INSTRUCTIONS TO FOLLOW
In the data below, find every line that has the string "clock", and copy it.
-*-*-
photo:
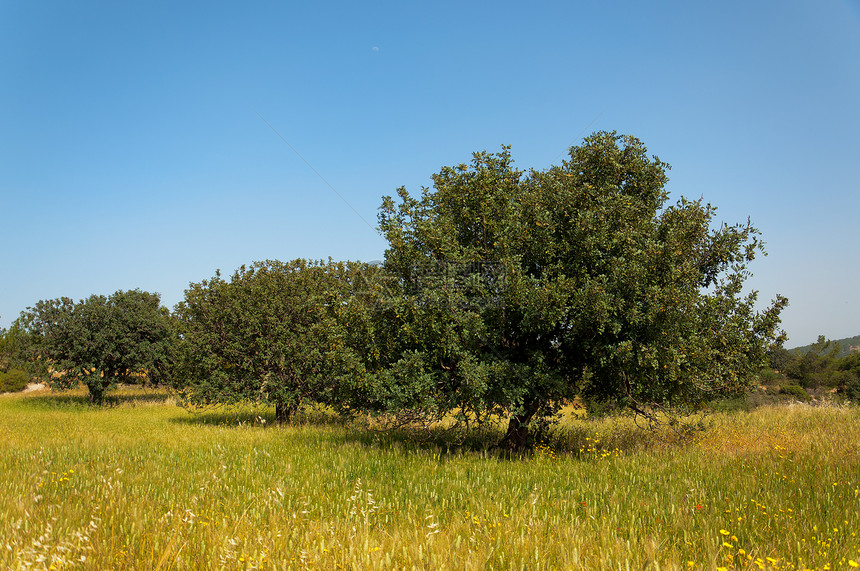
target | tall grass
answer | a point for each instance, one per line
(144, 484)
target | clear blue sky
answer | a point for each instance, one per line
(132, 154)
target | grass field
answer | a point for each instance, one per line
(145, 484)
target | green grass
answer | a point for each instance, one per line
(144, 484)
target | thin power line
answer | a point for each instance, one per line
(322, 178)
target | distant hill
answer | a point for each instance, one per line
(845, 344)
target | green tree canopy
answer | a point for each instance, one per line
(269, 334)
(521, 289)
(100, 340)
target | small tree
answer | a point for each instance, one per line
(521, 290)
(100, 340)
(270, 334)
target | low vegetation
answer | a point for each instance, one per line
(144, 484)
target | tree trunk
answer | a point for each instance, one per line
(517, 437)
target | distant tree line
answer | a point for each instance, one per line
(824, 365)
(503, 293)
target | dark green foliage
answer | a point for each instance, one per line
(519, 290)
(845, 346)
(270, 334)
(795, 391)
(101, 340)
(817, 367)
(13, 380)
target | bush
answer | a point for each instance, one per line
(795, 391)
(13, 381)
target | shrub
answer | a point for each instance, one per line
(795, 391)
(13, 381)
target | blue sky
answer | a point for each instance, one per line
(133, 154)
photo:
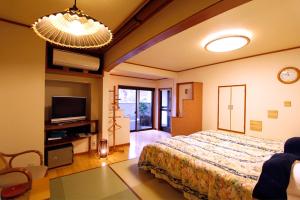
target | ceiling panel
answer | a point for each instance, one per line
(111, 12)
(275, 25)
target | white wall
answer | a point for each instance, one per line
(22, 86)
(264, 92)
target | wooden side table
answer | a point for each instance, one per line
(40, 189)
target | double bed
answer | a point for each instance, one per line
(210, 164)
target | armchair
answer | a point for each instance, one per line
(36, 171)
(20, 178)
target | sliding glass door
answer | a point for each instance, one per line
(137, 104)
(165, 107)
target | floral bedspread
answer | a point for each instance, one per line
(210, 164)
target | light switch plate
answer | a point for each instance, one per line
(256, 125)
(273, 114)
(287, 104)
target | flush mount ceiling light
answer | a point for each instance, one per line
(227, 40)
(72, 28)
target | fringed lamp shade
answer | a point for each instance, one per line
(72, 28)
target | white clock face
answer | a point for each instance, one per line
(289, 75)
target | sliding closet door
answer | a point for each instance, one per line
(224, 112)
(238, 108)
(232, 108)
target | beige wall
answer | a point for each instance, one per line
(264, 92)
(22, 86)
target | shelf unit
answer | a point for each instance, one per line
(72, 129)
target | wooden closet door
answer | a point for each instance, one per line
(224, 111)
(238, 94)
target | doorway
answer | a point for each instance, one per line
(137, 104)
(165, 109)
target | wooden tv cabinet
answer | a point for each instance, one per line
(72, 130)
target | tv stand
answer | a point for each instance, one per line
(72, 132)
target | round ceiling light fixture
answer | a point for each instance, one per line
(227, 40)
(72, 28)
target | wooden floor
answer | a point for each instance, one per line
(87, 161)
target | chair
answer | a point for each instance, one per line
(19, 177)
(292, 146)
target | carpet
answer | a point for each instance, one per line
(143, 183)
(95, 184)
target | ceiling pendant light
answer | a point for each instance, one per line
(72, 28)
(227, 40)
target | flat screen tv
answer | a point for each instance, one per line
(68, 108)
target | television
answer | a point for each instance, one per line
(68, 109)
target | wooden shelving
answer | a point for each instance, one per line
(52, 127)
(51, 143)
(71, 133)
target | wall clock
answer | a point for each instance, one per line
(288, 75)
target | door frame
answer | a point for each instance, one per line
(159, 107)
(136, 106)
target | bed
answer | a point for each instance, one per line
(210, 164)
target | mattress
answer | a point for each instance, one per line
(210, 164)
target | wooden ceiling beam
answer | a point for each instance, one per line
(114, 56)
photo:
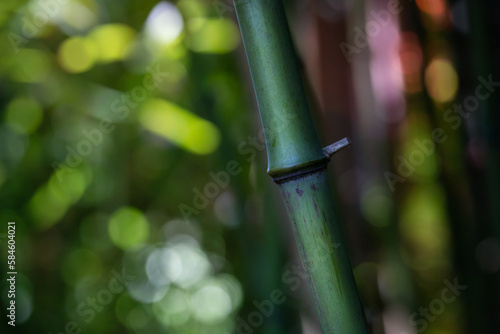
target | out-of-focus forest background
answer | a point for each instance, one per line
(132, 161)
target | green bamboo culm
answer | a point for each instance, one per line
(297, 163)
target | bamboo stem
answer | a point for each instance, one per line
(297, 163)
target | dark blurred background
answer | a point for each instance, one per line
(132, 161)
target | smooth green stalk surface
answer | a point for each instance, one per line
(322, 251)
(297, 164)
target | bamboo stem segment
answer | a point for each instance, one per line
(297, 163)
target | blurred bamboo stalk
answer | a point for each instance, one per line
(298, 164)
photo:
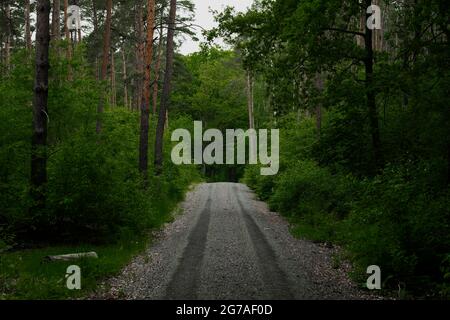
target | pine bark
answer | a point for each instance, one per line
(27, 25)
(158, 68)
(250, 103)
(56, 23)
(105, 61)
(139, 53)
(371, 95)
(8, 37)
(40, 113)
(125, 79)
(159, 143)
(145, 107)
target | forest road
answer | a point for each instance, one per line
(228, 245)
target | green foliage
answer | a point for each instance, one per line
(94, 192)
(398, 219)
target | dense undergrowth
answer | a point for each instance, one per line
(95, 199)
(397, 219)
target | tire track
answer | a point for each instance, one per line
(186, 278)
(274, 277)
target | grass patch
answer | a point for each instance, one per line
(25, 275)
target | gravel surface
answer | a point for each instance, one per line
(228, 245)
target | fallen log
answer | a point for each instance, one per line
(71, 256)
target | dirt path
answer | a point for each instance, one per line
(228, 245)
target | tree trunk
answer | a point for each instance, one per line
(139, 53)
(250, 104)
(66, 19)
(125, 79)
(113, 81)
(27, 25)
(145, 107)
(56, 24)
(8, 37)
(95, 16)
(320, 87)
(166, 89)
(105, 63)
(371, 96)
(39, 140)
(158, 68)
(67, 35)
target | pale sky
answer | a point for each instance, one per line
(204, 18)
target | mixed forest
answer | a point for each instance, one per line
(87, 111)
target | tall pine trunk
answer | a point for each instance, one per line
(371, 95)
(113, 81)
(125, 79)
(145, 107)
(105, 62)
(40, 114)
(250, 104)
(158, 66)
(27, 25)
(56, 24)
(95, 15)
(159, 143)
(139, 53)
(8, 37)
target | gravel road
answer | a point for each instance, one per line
-*-*-
TASK OUTPUT
target | white clock face
target | wall clock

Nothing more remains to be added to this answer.